**WRITTEN PROBLEM A**: In the mailing-list exchange about selling source code below, why does the writer say they posed multiple hypotheticals? Answer in one to three sentences.
**WRITTEN PROBLEM B**: Reproduce word for word the part of the mailing-list exchange about selling source code below, starting with "OK, the reason" and going on through "move on to #2.".

**SELECTED EXTRACT**:
OK, the reason I posed multiple hypotheticals is that your original
claim was categorical and didn't clarify what scenario you were talking
about. Let's move on to #2.
> >Hypothetical #2. I find a copy of a very nice, fast, good-looking X11
> >(FLTK-based) MUA by Pim van Riezen named Post Office, that used to be
> >freely distributed on the Internet but has vanished after van Riezen
> >discontinued maintenance. I offer you a source code instance for €10.
> >Please explain to me why I may not offer to sell you that codebase.
>
> That's just the distribution case. You're just acting as the postman,
> and of course you may charge a free for that. But you can't deny the
> receiver to redistribute it again.
Ah, _now_ you're talking about 'deny[ing] the receiver [permission] to
redistribute it again.' But you weren't before. I wish you'd taken the
trouble to be clearer. It would have saved time.

**DATA PROVIDED**:
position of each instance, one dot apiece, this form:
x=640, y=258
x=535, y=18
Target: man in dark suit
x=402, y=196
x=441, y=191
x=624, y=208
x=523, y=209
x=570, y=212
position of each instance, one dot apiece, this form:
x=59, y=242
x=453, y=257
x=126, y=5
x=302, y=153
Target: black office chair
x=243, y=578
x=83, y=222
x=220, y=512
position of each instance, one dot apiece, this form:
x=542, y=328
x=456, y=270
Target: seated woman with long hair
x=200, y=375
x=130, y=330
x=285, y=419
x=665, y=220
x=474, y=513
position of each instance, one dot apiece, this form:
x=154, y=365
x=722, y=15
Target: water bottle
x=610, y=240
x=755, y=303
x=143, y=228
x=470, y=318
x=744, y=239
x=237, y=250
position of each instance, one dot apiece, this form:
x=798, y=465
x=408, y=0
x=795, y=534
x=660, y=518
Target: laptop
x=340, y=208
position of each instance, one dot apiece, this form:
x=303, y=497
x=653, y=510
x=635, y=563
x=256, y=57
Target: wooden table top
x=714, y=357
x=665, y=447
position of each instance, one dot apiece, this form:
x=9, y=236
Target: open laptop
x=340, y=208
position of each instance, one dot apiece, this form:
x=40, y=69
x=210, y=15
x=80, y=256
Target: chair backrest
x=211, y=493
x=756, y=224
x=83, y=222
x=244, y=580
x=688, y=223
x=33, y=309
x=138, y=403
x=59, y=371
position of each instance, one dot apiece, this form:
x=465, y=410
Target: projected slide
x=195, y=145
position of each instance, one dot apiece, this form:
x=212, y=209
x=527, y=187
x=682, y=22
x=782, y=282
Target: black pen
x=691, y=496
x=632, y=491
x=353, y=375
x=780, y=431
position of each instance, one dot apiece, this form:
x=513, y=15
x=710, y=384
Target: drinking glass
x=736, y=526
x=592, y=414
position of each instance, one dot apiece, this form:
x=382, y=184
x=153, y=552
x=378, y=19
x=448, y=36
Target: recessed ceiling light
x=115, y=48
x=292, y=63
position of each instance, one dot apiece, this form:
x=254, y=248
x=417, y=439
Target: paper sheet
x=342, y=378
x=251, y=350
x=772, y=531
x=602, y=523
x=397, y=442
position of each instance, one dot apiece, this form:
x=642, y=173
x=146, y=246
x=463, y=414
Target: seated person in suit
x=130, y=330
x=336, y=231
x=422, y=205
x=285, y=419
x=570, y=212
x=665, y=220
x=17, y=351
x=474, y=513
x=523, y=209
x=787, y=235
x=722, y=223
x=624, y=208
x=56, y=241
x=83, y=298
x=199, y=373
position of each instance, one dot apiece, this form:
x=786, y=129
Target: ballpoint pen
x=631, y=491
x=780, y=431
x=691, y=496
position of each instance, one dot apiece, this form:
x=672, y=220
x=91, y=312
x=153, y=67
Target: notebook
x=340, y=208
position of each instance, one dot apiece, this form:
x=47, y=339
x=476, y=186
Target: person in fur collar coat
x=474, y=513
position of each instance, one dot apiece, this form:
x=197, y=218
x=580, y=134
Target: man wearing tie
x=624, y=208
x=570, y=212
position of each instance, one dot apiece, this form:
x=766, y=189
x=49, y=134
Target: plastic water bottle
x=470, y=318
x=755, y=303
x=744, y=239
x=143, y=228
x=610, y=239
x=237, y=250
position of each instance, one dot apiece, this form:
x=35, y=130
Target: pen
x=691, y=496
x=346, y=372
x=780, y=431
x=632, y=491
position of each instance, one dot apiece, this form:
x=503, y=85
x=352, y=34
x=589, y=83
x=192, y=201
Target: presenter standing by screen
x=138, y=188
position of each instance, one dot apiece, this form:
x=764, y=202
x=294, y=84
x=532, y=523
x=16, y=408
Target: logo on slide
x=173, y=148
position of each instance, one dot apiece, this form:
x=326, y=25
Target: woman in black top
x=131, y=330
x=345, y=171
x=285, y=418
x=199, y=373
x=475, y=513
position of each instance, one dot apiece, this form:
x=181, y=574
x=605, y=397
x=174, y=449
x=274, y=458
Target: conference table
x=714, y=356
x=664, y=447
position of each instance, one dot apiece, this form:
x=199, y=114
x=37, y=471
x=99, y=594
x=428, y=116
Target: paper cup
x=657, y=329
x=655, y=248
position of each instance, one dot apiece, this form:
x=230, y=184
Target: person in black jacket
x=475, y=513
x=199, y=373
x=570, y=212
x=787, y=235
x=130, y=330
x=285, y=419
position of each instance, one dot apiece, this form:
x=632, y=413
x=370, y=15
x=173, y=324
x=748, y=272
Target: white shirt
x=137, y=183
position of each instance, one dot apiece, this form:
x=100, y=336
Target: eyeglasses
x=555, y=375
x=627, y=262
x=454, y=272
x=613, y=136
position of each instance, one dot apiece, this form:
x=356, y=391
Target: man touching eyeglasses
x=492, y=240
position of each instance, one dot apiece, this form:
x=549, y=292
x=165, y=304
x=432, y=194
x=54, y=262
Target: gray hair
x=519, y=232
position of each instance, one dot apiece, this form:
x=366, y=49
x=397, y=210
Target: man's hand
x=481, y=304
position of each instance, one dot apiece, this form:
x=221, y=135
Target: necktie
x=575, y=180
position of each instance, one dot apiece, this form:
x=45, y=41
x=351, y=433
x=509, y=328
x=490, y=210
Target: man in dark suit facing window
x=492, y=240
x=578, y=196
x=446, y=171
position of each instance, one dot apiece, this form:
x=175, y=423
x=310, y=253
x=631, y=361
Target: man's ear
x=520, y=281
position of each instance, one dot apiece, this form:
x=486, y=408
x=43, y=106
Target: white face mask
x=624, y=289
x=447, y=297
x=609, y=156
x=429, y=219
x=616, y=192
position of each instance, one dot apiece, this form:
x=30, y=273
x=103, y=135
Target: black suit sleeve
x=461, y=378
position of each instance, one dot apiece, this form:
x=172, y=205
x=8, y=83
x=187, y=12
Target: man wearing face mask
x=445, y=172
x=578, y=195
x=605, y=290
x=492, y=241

**TASK OUTPUT A**: The writer posed multiple hypotheticals because the other person's original claim was categorical. That claim also didn't clarify which scenario it was about.

**TASK OUTPUT B**:
OK, the reason I posed multiple hypotheticals is that your original
claim was categorical and didn't clarify what scenario you were talking
about. Let's move on to #2.